>> START Text excerpt

Whenever I mention the “user”, I am referring to a developer using this parser as a library
Macros
First, we should explain what a macro is - in this context, it is a bit of code executed at compile time used to modify existing code or generate new code before compilation.
Rust has two categories of macros - declarative and procedural. Procedural macros have 3 subtypes. We are going to be using derive macros (a type of procedural macro) for our purposes.
Rust Derive Macros
A derive macro is a function that takes in a struct and returns additional code to be included in the compilation. As mentioned above, this macro code is executed at compile time - while creating the executable file. This means that we can procedurally generate an implementation of Parse
when compiling, avoiding the user needing to write any parsing code.
All the user will need to do is derive the macro like so:
#[derive(JsonDeserialise)]
struct Person {
// ...
}
Here is our derive macro function signature:
#[proc_macro_derive(JsonDeserialise)]
pub fn derive_json_deserialise(input: TokenStream) -> TokenStream {
// Macro code here
}
This is just standard Rust code, which takes in a stream of tokens (the tokens for the struct), and returns a new stream of tokens (the code we wish to add - in this case, our Parse
implementation). There are a couple of useful crates (libraries) for both reading and creating token streams - syn
and quote
respectively.

>> END Text excerpt

**Set task 1**
Copy the passage from the Rust derive macro text word for word, starting at "Whenever I mention" and ending at "for our purposes.".
**Set task 2**
Name every kind of macro that the Rust derive macro text mentions.
**Set task 3**
Carry the Rust derive macro text forward, writing what comes after its last sentence.

>> START Listing

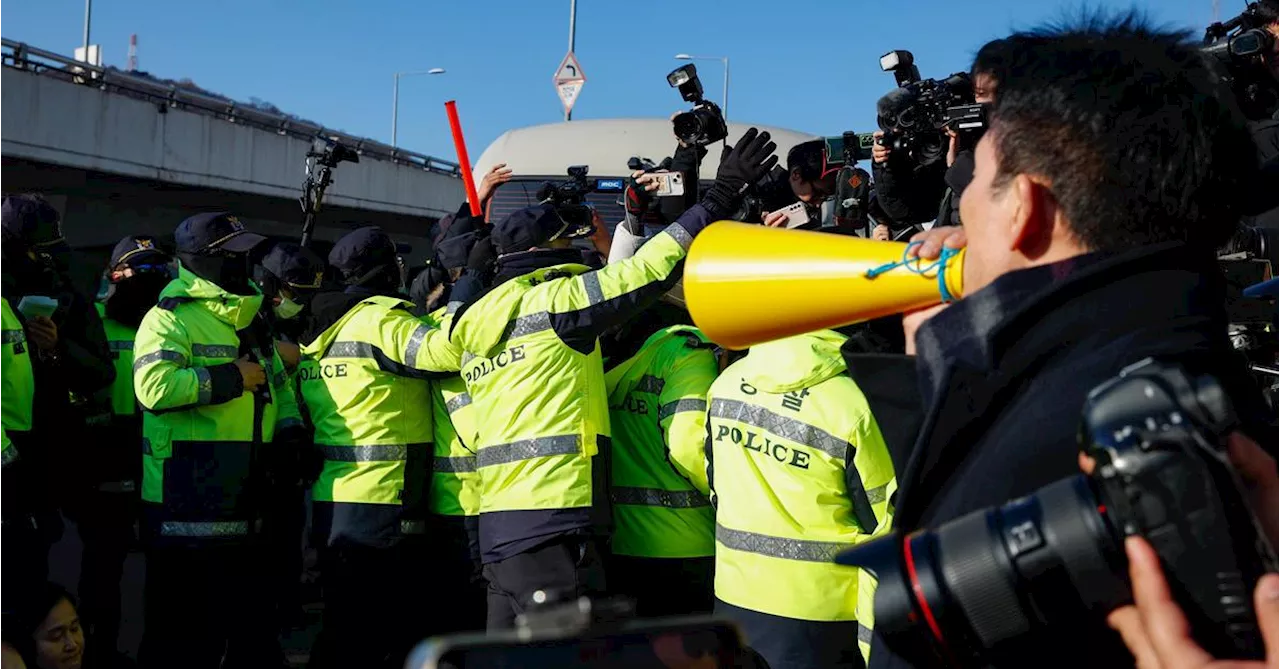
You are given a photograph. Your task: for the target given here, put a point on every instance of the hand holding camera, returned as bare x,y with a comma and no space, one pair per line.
744,165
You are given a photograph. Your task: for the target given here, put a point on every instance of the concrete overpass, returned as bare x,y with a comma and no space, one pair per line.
120,154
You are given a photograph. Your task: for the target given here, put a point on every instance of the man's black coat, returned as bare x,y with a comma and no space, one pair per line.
1004,374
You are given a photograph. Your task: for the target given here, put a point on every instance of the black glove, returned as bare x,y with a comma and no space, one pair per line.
1246,239
744,165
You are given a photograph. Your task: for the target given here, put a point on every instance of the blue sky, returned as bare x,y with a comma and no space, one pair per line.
804,64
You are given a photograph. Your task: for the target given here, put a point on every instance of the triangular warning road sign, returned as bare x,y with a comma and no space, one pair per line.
570,69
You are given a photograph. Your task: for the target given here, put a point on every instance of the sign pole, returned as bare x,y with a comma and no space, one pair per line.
572,33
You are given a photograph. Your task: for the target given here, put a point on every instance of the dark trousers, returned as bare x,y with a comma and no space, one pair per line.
664,586
796,644
565,568
209,606
105,523
460,583
376,604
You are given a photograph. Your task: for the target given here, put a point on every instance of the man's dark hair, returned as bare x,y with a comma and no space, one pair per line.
809,157
1138,140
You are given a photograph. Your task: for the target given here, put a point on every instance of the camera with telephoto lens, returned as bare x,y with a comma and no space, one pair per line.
568,197
1242,46
704,124
993,587
920,109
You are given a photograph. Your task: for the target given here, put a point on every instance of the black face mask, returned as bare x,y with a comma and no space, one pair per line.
231,271
133,297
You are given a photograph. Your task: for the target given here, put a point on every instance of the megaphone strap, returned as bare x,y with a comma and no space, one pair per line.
914,265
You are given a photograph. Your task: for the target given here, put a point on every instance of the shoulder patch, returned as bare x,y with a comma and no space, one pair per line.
170,303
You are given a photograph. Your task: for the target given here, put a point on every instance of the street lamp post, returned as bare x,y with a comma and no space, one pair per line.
722,59
396,96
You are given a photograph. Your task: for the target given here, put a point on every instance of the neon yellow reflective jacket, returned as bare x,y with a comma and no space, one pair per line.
365,381
17,381
658,479
202,434
536,383
799,472
455,484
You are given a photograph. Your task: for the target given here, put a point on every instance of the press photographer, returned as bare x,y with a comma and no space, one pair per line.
1098,193
917,188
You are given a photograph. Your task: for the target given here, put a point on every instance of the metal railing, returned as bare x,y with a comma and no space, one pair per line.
30,59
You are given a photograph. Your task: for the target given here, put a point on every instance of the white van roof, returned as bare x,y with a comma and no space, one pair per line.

>> END Listing

**Expected output 1**
Whenever I mention the “user”, I am referring to a developer using this parser as a library
Macros
First, we should explain what a macro is - in this context, it is a bit of code executed at compile time used to modify existing code or generate new code before compilation.
Rust has two categories of macros - declarative and procedural. Procedural macros have 3 subtypes. We are going to be using derive macros (a type of procedural macro) for our purposes.

**Expected output 2**
Declarative macros, procedural macros, derive macros

**Expected output 3**
Using syn
, we can parse the token stream into an Abstract Syntax Tree (AST) node with the following line of code:
let input: DeriveInput = syn::parse(input).unwrap();
Then we can check if the AST node is a struct (we will not be covering derive macros for enums or other types in this post):
match &input.data {
Data::Struct(data) => derive_json_deserialise_struct(&input.ident, data),
_ => panic!("Cannot derive JsonDeserialise on this type"),
}
Here, data
is the information specific to a struct (e.g. its properties), which we pass through to our function derive_json_deserialise_struct
, along with the identifier (name of the struct).
Throughout this post I use the terms “field” and “property” interchangably
Generating the Implementation Code Block
Now, in derive_json_deserialise_struct
, we can do the heavy-lifting. Let’s have a look at the quote
crate next to see the core idea of code generation. To generate a very basic Parse
implementation (that throws an unimplemented
error when called), we can do the following:
fn derive_json_deserialise_struct(struct_name: &Ident, data: &DataStruct) -> TokenStream {
// Generated impl block
let generated_impl = quote! {
impl Parse for #struct_name {
fn parse(parser: &mut Parser) -> Result<Self, ParserErr> {
unimplemented!();
}
}
};
generated_impl.into()
}
The code inside quote!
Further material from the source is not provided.